▶ _TEXTE FOURNI_
Monastère de la tentation à Jéricho
Le système cénobitique
Une autre étape fut franchie en Egypte par Pacôme (mort en 346). Outre
l'administration et la prière, il plaça le logis, l'habillement, l'alimentation
et le travail des moines sous surveillance. Habituellement, ils vivaient en
groupes dans des dortoirs spacieux. On pourrait dire que, dans ce système, le monachisme
est devenu plus facile par le fait que les moines vivaient ensemble et s’associaient
les un avec les autres. Une forme de vie communautaire permit aux femmes de se
consacrer à l'ascèse dans la solitude: il est dangereux pour elles de vivre
dans un isolement complet. Mais le principal avantage de ce système était que
le monachisme pouvait désormais jouer un rôle dans des activités
philanthropiques.
Le tournant du monachisme dans cette direction fut le labeur principal de Basile
le Grand (mort en 378), évêque de Césarée. Il vécut dans la solitude pendant un
certain temps dans sa propriété du Pont, avec les membres de sa famille. Là, il
composa son célèbre ouvrage, Ascetica,
qui allait devenir la base de l'organisation du monachisme au cours de la
période suivante. Il recommanda le rassemblement des moines en groupes
organisés, en accord avec la nature sociale de l'homme: "L'homme est un
être docile et social, pas un homme sauvage et solitaire. Car il n'y a rien de
si caractéristique de notre nature que de s'associer à un autre et d’avoir
besoin de l'autre et d’avoir besoin d’un autre pour aimer notre nature "

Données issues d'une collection
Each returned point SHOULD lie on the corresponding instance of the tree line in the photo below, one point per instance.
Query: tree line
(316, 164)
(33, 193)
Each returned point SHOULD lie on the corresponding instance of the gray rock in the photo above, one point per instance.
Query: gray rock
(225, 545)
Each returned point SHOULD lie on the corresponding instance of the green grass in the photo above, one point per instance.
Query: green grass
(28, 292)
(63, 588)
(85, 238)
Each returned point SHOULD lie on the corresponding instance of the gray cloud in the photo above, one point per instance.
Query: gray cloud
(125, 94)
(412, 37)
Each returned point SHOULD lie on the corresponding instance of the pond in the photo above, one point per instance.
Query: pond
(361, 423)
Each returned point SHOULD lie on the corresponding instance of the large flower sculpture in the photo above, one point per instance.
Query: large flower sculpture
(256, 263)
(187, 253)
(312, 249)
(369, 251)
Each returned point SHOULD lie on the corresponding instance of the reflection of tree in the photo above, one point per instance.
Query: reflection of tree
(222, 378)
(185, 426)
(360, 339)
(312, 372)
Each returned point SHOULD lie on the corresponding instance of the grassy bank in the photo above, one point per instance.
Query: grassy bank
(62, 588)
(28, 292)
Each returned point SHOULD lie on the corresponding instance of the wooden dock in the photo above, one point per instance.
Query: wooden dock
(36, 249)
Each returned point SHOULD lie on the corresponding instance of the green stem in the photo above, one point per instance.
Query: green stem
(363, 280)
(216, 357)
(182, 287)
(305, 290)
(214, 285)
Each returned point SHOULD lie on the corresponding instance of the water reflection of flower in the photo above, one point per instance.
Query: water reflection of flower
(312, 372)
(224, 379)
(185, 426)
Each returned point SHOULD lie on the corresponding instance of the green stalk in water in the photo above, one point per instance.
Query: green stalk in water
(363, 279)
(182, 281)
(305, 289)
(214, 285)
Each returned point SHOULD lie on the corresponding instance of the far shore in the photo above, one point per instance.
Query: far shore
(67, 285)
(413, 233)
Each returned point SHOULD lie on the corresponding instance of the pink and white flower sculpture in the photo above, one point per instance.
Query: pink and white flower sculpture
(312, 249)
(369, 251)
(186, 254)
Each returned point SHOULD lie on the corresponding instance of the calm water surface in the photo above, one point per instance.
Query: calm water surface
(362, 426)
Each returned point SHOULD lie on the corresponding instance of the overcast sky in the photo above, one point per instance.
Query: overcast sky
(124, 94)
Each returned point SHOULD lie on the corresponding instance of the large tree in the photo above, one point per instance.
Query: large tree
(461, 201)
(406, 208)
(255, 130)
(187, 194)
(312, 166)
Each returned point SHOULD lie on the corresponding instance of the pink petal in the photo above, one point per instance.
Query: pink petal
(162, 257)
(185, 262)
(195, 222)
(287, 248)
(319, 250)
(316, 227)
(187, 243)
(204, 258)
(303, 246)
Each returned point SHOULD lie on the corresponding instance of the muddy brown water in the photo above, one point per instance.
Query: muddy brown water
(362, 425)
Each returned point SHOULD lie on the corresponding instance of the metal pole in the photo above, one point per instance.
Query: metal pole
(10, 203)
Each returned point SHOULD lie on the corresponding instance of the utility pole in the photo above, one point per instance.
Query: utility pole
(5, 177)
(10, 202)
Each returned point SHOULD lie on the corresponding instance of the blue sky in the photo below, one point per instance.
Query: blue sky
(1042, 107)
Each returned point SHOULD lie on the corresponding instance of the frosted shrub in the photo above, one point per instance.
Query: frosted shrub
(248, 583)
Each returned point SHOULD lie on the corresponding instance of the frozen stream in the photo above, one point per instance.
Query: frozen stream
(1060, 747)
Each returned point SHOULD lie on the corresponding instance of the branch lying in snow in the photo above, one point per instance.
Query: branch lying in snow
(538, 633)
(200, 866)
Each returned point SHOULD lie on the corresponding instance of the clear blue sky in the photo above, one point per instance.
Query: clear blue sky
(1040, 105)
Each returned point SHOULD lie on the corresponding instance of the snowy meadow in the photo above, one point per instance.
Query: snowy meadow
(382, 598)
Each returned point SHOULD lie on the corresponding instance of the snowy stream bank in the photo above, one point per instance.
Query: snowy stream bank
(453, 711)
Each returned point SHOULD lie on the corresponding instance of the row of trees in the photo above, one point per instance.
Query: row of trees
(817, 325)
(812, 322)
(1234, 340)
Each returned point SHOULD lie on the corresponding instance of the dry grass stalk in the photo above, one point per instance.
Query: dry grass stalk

▶ _CONSIGNE_
Recopiez à l'identique, dans le texte sur le système cénobitique, tout ce qui va de « Monastère de la » jusqu'à « philanthropiques. ». Ces données n'ont aucun rapport avec le texte sur le système cénobitique.

▶ _RÉPONSE CI-DESSOUS_
Monastère de la tentation à Jéricho
Le système cénobitique
Une autre étape fut franchie en Egypte par Pacôme (mort en 346). Outre
l'administration et la prière, il plaça le logis, l'habillement, l'alimentation
et le travail des moines sous surveillance. Habituellement, ils vivaient en
groupes dans des dortoirs spacieux. On pourrait dire que, dans ce système, le monachisme
est devenu plus facile par le fait que les moines vivaient ensemble et s’associaient
les un avec les autres. Une forme de vie communautaire permit aux femmes de se
consacrer à l'ascèse dans la solitude: il est dangereux pour elles de vivre
dans un isolement complet. Mais le principal avantage de ce système était que
le monachisme pouvait désormais jouer un rôle dans des activités
philanthropiques.